Emsal Mahkeme Kararı İstanbul Anadolu 6. Asliye Ticaret Mahkemesi 2021/805 E. 2022/480 K. 07.06.2022 T.

Görüntülediğiniz mahkeme kararı henüz kesinleşmemiştir. Yararlı olması amacıyla eklenmiştir.

T.C. İstanbul Anadolu 6. ASLİYE TİCARET MAHKEMESİ
ESAS NO : 2018/1064 Esas
KARAR NO: 2022/482
DAVA: İflas (İflasın Ertelenmesi)
DAVA TARİHİ: 04/02/2013
KARAR TARİHİ: 08/06/2022
Mahkememizde görülmekte olan iflas (iflasın ertelenmesi) davasının yapılan açık yargılaması sonunda,
GEREĞİ DÜŞÜNÜLDÜ:
Davacılar vekili dava dilekçesinde; Müvekkili ——- iyileştirme projesinde ayrıntılı olarak açıklanan nedenlerle zora düştüklerini ve borca batık hale geldiklerini, bu borca batıklıktan kurtulmak için gerçekçi ve somut iyileştirme projesi hazırlayıp mahkemeye sunduklarını, —– yılında dünya çapında meydana gelen ekonomik krizin değil şirketleri ——- dahi iflasın eşiğine getirdiğini bu ekonomik krizin ——pazarına yansıması sonucu doğurduğu zararların nedenli büyük olduğunun tartışmasız olduğunu piyasada orta ölçekli bir çok şirketin iflas ettiğini, bir çoğunun da iflasın eşiğine geldiğini, nakit akışının durduğunu, sunulan iyileştirme projesi kapsamında müvekkili şirketlerin mali durumunun ıslahının mümkün olduğunu, borca batıklıktan çıkacağını belirterek İİK 179.maddesi gereğince iflaslarının ertelenmesine karar verilmesini talep ve dava etmiştir.

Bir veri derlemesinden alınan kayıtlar
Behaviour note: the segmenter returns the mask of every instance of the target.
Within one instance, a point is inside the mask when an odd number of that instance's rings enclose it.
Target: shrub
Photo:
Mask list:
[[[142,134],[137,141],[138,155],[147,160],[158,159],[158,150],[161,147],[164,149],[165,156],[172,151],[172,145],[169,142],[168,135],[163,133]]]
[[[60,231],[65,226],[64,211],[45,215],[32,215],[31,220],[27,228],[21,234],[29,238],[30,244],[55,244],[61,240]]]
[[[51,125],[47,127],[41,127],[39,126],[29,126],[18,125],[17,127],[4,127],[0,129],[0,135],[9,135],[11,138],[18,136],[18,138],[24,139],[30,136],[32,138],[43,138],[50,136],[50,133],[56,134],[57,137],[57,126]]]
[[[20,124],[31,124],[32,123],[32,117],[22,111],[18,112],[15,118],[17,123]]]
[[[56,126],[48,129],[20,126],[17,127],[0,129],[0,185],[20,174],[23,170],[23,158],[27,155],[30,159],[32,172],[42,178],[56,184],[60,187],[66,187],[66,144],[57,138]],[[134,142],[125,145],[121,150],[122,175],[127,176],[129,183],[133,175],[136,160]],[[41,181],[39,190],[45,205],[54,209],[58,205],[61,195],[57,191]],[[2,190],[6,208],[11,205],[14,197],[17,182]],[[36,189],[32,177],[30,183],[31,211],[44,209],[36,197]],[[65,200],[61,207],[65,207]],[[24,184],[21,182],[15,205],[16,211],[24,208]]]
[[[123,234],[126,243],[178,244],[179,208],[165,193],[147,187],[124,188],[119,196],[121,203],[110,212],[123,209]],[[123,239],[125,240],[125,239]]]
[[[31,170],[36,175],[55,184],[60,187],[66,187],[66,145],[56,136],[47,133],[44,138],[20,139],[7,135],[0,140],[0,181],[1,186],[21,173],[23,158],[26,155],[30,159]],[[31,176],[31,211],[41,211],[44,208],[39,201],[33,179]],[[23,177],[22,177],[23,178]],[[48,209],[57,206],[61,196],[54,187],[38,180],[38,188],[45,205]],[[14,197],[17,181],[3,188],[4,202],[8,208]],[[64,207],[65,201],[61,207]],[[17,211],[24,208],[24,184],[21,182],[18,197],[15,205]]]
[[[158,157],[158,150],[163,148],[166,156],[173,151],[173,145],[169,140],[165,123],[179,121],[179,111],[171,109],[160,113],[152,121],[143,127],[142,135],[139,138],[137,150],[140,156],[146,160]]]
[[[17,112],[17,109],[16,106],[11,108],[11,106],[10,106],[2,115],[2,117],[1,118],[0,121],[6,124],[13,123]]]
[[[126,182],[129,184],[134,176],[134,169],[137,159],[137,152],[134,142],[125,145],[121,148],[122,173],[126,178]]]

**Yapılacak Çalışmalar:**
**A.** Mahkeme kararına göre davacılar iflaslarının ertelenmesini hangi kanun maddesine dayanarak istemiştir?
**B.** Mahkeme kararını kaldığı yerden sürdürün.
Veriler, mahkeme kararından ayrı bir malzemedir.

**Yanıtlar:**
**A.** İİK 179. maddesine dayanarak.

**B.**
Davacılar vekilinin iyileştirme projesi incelendiğinde;
—– kullanmış olduğu ——- kaynaklanan —- kefaletinin bulunduğu, bu nedenle borca batıklık bildiriminde bulunulduğu, sermaye artırımı şirketin satış durumu, şirketin karlılık durumu, işletmenin devamındaki ekonomik yararlar, mevcut borçları ödeme kabiliyeti ve tasarruf tedbirleri ile borca batıklıktan çıkılacağı, şirketin —-ödenmiş sermayesinin —- çıkarılacağı bildirilmiştir.
—- kullanmış olduğu kredi sözleşmelerinden kaynaklanan—tutarında kefaleti bulunduğu bu nedenle borca batıklık bildiriminde bulunulduğu sermaye artırımı, şirketin satış durumu, şirketin karlılık durumu işletmenin devamındaki ekonomik yararlar, mevcut borçları ödeme kabiliyeti ve tasarruf tedbirleri ile borca batıklıktan çıkılacağı, şirketin — ödenmiş sermayesinin —— çıkarılacağı bildirilmiştir.
Müdahil vekilleri davanın reddinin istemişlerdir.
Dava hukuki niteliği itibariyle; İİK 179 ve TTK.324.maddeleri gereğince iflasın 1 yıl süre ile ertelenmesi istemine ilişkindir.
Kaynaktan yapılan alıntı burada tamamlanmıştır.